──────── DATA ROWS
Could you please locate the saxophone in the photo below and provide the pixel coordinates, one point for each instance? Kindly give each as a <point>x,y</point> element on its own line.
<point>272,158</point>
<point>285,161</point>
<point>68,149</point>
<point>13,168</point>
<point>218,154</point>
────────────────
Rewrite the lines above as a numbered list, leaving out any blank lines.

1. Could you please locate the saxophone in the photo below and provide the pixel coordinates, one point for each instance? Kindly give each as a <point>x,y</point> element on its own line.
2. <point>272,158</point>
3. <point>285,161</point>
4. <point>68,149</point>
5. <point>13,168</point>
6. <point>218,154</point>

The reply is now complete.